(Lines of data)

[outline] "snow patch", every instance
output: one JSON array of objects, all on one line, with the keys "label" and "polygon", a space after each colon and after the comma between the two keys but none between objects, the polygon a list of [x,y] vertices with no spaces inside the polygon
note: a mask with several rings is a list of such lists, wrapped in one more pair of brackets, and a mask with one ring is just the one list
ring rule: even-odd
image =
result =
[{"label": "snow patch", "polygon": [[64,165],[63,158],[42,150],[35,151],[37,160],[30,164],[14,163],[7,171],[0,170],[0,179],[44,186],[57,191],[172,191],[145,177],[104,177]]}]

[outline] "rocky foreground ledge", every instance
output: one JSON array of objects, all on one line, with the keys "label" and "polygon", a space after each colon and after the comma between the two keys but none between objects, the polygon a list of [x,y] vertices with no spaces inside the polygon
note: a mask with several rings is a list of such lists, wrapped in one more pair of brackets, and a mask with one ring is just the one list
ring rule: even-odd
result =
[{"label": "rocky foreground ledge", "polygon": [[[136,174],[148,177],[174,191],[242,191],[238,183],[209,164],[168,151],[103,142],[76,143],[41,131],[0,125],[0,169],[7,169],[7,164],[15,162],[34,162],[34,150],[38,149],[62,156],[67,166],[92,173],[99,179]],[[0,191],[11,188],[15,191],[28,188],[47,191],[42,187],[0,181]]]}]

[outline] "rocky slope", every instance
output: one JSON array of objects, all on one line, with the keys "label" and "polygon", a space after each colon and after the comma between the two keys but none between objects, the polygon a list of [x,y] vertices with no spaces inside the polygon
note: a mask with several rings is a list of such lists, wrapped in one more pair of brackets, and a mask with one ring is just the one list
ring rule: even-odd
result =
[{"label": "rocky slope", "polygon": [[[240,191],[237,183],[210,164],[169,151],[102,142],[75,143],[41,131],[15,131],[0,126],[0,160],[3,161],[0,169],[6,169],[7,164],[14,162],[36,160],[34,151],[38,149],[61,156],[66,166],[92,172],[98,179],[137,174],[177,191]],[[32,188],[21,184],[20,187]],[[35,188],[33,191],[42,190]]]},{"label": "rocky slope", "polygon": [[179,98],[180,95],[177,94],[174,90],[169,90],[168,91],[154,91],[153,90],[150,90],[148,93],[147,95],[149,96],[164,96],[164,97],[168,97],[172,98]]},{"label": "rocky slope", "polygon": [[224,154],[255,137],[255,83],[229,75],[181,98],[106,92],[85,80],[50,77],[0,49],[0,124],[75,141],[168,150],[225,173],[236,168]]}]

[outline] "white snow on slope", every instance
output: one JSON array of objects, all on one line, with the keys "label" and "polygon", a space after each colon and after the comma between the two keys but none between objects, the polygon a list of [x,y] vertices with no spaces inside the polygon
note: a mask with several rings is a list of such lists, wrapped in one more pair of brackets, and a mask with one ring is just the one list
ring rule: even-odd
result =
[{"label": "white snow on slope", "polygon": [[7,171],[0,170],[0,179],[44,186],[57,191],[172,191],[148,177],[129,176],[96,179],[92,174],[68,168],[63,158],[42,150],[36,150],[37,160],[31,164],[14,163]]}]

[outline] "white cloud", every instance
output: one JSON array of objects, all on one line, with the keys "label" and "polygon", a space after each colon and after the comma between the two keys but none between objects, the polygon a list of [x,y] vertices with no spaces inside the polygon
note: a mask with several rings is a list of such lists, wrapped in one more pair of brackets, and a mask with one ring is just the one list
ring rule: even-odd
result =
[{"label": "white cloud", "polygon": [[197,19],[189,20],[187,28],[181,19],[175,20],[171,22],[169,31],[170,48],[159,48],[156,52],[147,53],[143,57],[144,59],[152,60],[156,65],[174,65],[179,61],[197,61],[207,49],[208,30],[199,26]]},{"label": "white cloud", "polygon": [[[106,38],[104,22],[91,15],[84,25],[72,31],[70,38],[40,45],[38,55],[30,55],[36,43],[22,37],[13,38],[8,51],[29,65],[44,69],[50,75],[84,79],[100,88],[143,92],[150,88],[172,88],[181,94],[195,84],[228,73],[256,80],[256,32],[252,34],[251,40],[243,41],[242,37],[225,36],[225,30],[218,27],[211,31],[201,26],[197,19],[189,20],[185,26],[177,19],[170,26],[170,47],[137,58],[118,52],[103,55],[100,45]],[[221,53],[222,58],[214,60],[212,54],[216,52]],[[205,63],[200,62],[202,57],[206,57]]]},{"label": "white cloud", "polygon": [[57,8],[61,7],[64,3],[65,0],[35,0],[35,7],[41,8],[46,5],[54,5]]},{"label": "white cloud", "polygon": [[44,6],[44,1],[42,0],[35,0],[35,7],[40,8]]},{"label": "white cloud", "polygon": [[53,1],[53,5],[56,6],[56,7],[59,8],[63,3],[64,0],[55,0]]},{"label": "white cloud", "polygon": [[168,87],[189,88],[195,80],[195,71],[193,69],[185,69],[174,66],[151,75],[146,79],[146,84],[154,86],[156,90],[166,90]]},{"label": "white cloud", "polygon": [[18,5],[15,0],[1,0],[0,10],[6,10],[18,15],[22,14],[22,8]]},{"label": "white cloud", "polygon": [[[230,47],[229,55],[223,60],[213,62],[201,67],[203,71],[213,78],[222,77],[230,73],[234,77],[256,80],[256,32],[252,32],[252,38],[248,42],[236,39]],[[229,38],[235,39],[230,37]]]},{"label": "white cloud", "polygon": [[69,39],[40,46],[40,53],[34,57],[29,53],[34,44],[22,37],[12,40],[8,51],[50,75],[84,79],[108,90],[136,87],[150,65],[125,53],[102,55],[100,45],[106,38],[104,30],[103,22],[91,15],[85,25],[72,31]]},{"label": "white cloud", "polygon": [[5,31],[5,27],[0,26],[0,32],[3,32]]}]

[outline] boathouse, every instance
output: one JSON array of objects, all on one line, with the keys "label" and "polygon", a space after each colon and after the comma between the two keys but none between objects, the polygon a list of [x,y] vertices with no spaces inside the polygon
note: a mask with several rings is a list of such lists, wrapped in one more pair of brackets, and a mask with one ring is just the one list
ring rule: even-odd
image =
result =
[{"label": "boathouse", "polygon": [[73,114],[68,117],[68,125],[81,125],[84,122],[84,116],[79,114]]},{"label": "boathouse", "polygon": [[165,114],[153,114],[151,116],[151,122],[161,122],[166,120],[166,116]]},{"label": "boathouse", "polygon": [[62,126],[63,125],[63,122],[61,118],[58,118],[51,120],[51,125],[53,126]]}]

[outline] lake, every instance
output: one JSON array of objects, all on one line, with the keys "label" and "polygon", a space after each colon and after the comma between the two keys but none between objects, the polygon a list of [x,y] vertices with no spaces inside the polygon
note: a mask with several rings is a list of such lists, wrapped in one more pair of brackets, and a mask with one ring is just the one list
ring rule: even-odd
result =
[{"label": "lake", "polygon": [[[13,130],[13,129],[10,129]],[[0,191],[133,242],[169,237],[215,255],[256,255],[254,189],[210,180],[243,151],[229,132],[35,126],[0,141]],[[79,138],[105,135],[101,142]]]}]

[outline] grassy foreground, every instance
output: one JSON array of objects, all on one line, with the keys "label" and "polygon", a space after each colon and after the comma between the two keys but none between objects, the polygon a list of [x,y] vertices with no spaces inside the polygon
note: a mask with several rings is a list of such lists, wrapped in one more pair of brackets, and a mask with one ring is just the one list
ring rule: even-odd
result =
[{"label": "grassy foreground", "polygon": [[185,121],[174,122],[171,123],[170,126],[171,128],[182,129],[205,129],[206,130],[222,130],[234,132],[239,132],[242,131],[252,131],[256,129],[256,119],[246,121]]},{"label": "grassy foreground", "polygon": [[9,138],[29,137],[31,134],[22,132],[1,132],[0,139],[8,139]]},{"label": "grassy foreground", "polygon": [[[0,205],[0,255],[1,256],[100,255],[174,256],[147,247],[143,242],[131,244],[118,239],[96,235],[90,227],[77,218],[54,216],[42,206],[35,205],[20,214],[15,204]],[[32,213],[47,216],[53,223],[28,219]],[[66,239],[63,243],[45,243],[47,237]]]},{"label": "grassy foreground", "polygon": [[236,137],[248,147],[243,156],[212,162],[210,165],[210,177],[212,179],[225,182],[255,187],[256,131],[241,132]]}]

*Exercise brief:*
Retype nothing except the lines from the line holding "[outline] grassy foreground, every instance" through the last line of the entries, both included.

*Solution to this problem:*
[outline] grassy foreground, every instance
output: one JSON array of objects, all on one line, with the keys "label" and "polygon", a space after each colon and after the comma between the two keys but none between objects, the polygon a list of [x,y] vertices with no spaces inside the polygon
note: a mask with several rings is a list of such lists, wrapped in one more pair of brackets, and a mask with one ring is just the one list
ring rule: even-odd
result =
[{"label": "grassy foreground", "polygon": [[185,121],[174,122],[171,123],[170,126],[171,128],[182,129],[205,129],[206,130],[222,130],[234,132],[239,132],[242,131],[252,131],[256,129],[256,119],[246,121]]},{"label": "grassy foreground", "polygon": [[9,138],[29,137],[31,134],[22,132],[1,132],[0,139],[8,139]]},{"label": "grassy foreground", "polygon": [[[0,205],[0,255],[1,256],[100,255],[174,256],[147,247],[143,242],[131,244],[118,239],[96,235],[90,227],[77,218],[54,216],[42,206],[35,205],[20,214],[15,204]],[[32,213],[47,216],[53,223],[28,219]],[[66,239],[63,243],[45,243],[47,237]]]},{"label": "grassy foreground", "polygon": [[236,137],[248,147],[243,156],[212,162],[210,165],[210,177],[212,179],[225,182],[255,187],[256,131],[241,132]]}]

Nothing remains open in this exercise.